* [TEXTO DE APOIO]:
***
MP consegue liminar que impede construção de prédio no Jardim Botânico

Obras de edifício comercial, que teria 27 metros de altura, foram embargadas por decisão da Justiça

Por O Dia

Rio - A 3ª Promotoria de Justiça de Tutela Coletiva do Meio Ambiente e do Patrimônio Cultural da Capital obteve liminar em ação civil pública que impede o grupo econômico João Fortes Engenharia, formado por João Fortes Engenharia S/A e pela JFE 16 Empreendimentos Imobiliários Ltda., de construir um edifício comercial de 27 metros de altura na Área de Proteção do Ambiente Cultural (APAC) do Jardim Botânico, na Zona Sul do Rio. O gabarito permitido para a área, estabelecido pelo decreto municipal 20.939, de 2001, é de 14 metros.

A ACP foi gerada a partir de inquérito civil instaurado após o recebimento de representação da Associação de Moradores e Amigos do Jardim Botânico (AMAJB). Na ação, que também envolve o município do Rio de Janeiro, a promotoria questiona a autorização concedida pela Prefeitura do Rio, que prevê entrada e saída de veículos pelas ruas Oliveira Rocha e Conde Afonso Celso, inseridas na APAC do Jardim Botânico.
***
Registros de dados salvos
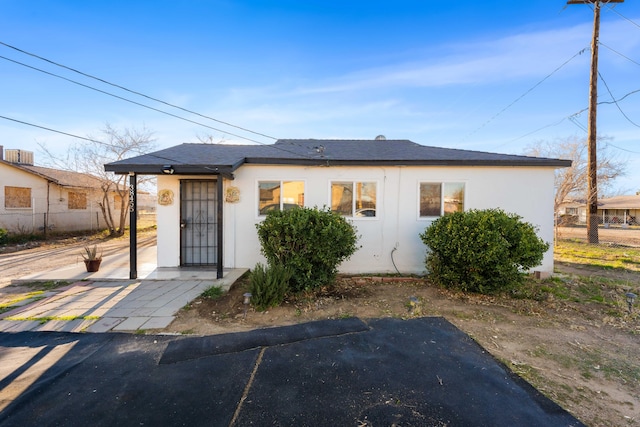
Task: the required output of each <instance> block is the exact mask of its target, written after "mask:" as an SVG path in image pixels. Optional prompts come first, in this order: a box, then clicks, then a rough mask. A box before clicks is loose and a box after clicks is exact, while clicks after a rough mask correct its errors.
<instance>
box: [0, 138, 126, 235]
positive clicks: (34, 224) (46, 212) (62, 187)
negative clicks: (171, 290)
mask: <svg viewBox="0 0 640 427" xmlns="http://www.w3.org/2000/svg"><path fill="white" fill-rule="evenodd" d="M102 197H103V192H102V189H101V181H100V179H98V178H96V177H95V176H92V175H88V174H84V173H77V172H68V171H63V170H58V169H52V168H45V167H41V166H34V165H33V153H32V152H29V151H24V150H6V152H5V150H3V148H2V146H0V228H4V229H6V230H8V231H11V232H15V233H32V232H38V231H43V230H44V228H45V227H46V228H47V229H48V230H55V231H77V230H100V229H104V228H106V227H105V224H104V219H103V216H102V212H101V210H100V207H99V206H98V202H99V201H102ZM109 199H110V200H109V201H110V203H111V204H112V205H111V206H112V208H115V207H116V206H119V205H118V204H114V202H116V201H117V200H118V196H117V194H116V193H112V194H110V195H109ZM117 212H119V210H117V211H114V214H117Z"/></svg>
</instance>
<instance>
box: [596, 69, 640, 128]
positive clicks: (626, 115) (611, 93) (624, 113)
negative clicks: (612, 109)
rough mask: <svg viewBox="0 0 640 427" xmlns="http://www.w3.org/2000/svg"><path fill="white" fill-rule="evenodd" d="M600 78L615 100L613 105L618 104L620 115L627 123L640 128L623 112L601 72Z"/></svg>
mask: <svg viewBox="0 0 640 427" xmlns="http://www.w3.org/2000/svg"><path fill="white" fill-rule="evenodd" d="M598 76H600V80H602V83H604V87H605V88H606V89H607V92H609V95H610V96H611V99H613V103H614V104H616V107H618V110H620V113H621V114H622V115H623V116H624V118H625V119H627V121H628V122H629V123H631V124H632V125H634V126H635V127H640V126H638V124H637V123H636V122H634V121H633V120H631V119H630V118H629V116H627V115H626V114H625V113H624V111H622V108H620V105H619V104H618V101H616V99H615V98H614V97H613V94H612V93H611V89H609V85H608V84H607V82H606V81H605V80H604V78H603V77H602V74H600V72H598Z"/></svg>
***
* [ENUNCIADO]: Liste, sem repetir, todos os números escritos com algarismos na notícia sobre o prédio no Jardim Botânico, na ordem em que aparecem pela primeira vez. Por favor, baseie-se somente na notícia.

* [RESPOSTA]: 27, 3ª, 16, 20.939, 2001, 14